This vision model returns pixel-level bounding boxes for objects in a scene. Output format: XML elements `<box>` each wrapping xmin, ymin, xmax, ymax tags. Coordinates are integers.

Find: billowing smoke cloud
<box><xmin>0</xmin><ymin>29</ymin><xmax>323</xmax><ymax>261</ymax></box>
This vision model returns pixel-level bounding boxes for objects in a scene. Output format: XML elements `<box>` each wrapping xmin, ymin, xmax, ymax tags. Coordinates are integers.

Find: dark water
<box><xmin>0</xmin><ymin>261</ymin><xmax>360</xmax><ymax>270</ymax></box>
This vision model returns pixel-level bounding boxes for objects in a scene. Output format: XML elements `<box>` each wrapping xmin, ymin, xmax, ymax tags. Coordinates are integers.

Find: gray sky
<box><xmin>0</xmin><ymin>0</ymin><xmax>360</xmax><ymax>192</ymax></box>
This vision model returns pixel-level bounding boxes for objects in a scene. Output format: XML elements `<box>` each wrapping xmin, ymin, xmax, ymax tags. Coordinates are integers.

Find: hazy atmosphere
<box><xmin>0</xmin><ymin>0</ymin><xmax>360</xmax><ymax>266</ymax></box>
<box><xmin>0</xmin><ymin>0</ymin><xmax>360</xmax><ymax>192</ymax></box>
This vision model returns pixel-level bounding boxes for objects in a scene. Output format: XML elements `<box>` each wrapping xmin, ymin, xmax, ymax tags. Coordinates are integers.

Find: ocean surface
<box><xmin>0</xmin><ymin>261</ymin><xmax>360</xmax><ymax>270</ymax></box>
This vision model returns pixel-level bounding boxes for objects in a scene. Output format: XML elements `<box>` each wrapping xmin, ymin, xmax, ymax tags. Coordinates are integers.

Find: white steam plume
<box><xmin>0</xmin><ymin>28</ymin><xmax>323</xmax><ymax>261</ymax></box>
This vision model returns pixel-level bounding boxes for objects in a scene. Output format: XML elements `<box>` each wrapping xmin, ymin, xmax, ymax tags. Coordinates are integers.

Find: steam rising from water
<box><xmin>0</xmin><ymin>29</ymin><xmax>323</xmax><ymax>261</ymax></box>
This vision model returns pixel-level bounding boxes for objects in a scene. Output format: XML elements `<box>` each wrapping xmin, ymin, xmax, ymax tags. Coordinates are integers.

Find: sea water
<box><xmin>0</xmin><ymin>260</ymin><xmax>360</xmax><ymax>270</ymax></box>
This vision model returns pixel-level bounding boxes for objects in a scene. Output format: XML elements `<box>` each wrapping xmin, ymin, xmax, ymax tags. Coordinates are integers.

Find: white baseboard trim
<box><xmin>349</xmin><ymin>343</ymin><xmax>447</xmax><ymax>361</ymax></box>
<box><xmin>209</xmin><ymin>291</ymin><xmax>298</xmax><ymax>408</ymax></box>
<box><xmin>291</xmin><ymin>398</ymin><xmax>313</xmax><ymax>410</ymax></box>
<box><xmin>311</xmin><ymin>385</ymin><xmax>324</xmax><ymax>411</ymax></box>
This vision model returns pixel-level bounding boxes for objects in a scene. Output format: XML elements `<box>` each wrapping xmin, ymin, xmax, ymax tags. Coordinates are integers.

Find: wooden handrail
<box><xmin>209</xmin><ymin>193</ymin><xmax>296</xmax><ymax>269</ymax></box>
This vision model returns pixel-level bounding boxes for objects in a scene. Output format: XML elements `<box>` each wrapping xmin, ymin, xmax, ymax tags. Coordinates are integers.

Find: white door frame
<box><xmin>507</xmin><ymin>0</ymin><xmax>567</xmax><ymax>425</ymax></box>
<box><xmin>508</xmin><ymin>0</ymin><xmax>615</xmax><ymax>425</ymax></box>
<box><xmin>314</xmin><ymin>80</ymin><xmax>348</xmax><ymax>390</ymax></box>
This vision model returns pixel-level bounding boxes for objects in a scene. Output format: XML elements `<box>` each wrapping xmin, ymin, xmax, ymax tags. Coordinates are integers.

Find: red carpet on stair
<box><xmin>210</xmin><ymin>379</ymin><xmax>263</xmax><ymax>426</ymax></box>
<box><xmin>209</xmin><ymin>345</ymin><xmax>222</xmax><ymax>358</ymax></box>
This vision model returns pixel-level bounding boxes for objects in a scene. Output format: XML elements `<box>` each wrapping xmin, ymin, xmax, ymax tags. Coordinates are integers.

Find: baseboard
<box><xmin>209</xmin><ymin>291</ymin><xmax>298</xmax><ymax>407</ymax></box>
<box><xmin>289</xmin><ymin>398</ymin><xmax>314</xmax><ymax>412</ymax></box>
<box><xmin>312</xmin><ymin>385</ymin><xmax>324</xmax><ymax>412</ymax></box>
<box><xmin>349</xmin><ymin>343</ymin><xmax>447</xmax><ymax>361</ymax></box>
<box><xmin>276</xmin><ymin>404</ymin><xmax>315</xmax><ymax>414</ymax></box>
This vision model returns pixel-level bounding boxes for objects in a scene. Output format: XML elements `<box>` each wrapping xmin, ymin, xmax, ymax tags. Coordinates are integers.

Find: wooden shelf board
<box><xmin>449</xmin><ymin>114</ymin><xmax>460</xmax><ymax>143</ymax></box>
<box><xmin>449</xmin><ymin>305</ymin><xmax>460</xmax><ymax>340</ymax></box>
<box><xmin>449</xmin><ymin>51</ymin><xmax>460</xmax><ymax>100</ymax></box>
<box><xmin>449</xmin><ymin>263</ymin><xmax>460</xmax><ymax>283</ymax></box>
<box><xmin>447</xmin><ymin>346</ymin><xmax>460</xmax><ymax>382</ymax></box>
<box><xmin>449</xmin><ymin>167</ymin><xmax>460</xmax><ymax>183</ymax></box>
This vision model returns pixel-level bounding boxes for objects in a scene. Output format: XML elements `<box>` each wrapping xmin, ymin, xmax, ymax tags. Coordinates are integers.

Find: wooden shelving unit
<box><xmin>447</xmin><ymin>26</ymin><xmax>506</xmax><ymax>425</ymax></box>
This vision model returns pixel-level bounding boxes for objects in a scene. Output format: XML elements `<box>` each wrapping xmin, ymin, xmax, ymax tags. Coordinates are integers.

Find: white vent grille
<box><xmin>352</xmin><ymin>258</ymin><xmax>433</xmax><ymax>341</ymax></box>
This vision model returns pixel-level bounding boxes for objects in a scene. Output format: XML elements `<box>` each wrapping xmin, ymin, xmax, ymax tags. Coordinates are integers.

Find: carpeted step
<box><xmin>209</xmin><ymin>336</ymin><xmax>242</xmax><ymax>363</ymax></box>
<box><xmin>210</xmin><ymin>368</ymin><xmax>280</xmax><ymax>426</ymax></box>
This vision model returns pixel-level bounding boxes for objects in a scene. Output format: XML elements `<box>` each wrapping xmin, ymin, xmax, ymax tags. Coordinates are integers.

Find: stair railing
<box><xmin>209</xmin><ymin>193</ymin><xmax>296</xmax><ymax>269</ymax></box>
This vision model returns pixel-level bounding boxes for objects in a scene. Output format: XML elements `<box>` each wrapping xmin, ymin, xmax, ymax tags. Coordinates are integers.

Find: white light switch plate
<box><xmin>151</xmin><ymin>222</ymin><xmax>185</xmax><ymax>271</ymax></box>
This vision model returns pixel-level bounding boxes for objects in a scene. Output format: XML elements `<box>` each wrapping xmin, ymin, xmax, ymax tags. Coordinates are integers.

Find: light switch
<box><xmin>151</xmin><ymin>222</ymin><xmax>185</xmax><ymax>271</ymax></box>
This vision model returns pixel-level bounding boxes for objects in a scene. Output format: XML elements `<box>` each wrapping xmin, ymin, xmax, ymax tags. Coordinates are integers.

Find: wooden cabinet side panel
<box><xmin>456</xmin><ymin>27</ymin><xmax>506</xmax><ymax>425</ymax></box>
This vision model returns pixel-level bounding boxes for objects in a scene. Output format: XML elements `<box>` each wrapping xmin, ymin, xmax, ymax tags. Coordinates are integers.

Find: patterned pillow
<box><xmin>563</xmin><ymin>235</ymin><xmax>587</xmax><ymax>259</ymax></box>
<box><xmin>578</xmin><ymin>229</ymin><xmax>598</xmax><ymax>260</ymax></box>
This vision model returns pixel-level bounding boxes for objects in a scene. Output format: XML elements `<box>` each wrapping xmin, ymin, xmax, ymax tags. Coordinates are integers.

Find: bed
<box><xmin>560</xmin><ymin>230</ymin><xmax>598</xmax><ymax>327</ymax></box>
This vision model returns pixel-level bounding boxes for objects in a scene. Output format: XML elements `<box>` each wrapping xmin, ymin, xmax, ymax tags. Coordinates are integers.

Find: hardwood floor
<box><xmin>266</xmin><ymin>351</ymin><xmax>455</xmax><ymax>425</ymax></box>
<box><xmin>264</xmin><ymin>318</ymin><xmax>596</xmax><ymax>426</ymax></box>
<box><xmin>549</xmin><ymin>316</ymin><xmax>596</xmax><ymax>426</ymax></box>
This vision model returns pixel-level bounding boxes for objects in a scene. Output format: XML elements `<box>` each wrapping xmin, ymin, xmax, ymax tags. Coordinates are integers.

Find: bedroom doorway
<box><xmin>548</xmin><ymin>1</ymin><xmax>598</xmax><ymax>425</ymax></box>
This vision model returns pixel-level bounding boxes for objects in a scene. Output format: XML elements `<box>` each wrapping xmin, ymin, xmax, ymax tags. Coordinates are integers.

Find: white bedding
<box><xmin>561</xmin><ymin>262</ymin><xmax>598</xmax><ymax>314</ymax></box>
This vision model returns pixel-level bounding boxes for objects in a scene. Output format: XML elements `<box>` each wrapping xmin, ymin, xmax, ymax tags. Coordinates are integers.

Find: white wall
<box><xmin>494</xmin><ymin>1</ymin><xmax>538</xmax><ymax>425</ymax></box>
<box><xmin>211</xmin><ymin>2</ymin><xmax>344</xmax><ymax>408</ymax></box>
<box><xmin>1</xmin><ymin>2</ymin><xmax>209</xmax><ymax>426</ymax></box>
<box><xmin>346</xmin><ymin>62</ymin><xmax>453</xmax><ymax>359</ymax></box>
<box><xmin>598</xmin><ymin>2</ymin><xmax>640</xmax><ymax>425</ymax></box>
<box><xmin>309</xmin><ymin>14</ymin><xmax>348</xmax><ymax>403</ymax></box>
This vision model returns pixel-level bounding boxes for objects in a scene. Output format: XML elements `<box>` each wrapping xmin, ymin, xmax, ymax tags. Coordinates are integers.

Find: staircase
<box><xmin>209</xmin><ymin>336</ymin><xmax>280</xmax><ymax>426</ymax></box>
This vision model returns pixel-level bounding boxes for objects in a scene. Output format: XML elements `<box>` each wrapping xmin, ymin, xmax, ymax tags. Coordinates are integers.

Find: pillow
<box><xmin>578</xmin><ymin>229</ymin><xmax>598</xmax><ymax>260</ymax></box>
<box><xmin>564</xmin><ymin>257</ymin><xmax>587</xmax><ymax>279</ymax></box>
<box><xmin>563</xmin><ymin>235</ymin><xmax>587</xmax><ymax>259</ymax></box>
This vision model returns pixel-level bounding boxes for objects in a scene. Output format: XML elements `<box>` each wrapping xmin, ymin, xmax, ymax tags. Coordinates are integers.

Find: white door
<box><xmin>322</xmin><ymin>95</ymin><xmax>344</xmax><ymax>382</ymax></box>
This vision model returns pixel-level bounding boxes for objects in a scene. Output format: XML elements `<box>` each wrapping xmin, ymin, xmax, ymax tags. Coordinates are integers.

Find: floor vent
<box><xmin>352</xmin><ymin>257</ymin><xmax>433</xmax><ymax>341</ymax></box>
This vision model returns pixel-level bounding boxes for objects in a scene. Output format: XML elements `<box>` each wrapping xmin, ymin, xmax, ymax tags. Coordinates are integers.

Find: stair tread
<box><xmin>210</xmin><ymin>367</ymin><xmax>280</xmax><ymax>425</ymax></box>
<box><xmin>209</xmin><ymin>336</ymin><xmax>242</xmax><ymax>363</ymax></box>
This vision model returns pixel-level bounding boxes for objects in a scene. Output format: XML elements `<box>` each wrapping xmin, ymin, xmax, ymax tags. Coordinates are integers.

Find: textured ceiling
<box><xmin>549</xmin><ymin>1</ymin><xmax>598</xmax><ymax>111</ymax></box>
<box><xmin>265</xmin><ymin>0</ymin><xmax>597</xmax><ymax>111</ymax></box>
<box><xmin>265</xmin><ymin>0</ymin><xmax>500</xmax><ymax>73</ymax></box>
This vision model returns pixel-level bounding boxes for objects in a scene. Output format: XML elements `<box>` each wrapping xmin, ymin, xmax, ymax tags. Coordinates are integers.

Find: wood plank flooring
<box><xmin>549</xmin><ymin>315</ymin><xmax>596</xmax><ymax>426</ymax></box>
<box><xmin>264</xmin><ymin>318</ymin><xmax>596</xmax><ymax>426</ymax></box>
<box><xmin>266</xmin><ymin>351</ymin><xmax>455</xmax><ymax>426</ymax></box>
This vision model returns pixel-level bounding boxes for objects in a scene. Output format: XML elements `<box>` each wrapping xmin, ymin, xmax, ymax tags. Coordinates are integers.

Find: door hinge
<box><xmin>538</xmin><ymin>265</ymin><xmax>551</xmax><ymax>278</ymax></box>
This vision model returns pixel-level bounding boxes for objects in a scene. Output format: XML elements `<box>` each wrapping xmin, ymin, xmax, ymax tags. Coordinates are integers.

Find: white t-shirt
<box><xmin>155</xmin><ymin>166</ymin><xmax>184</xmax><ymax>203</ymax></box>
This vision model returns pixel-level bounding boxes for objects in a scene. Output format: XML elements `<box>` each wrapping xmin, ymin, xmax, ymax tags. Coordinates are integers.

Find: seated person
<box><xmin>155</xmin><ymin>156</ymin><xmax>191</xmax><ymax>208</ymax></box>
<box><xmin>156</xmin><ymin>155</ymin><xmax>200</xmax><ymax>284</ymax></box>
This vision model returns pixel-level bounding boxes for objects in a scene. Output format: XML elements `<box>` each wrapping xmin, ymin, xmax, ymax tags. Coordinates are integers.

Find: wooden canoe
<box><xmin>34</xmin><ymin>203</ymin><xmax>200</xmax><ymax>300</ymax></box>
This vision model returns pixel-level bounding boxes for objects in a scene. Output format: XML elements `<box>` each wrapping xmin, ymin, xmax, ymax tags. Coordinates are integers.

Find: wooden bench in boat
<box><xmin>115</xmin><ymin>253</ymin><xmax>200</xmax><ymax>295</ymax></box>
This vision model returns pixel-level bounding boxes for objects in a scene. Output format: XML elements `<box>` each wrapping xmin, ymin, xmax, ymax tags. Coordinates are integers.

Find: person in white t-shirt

┄┄┄┄┄┄

#### Exercise details:
How many lines of the items above contain the string "person"? Reply with the number only.

#### Result for this task:
2